GIVEN TASK :: Return every line of the records below that contains the string "nail". The match is case-sensitive.

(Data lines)
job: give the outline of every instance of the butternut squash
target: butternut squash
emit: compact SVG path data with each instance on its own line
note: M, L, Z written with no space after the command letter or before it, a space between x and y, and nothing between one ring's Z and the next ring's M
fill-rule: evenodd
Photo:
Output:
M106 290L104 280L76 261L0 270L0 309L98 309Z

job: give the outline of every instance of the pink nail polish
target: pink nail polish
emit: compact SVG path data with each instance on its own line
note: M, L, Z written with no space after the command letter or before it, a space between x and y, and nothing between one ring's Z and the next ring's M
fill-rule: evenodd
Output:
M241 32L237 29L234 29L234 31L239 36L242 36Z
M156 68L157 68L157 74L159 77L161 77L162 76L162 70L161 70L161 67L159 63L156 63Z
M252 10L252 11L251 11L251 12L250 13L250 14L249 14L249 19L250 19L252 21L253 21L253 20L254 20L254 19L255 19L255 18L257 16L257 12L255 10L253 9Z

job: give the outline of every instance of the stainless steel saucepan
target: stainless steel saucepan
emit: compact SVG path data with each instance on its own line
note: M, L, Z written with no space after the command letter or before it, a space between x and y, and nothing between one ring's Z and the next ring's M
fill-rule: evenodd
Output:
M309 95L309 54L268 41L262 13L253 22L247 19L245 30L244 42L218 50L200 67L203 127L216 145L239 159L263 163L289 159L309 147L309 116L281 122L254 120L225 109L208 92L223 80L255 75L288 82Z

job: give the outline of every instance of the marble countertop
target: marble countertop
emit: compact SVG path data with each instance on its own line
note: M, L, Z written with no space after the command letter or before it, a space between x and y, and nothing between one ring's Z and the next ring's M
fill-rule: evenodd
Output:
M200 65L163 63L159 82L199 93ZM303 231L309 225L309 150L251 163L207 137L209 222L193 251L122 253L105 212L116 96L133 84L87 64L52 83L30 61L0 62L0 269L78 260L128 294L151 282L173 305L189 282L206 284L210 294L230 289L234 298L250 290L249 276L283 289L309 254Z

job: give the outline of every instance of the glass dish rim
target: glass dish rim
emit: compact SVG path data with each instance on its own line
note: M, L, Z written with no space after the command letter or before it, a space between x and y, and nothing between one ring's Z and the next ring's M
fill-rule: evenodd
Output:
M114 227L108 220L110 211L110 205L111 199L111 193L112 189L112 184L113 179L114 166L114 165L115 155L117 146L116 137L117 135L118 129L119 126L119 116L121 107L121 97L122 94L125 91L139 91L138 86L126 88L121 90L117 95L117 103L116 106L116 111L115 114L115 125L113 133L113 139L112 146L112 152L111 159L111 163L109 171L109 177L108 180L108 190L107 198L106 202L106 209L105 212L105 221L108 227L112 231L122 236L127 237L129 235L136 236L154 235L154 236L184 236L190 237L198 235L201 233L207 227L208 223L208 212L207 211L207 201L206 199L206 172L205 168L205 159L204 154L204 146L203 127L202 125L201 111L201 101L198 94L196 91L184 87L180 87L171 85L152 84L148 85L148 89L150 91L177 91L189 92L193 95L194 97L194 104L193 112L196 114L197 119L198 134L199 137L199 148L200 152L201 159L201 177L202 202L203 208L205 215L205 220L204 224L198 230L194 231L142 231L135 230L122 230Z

EXERCISE RESULT ::
job: give the outline of every instance of the pink nail polish
target: pink nail polish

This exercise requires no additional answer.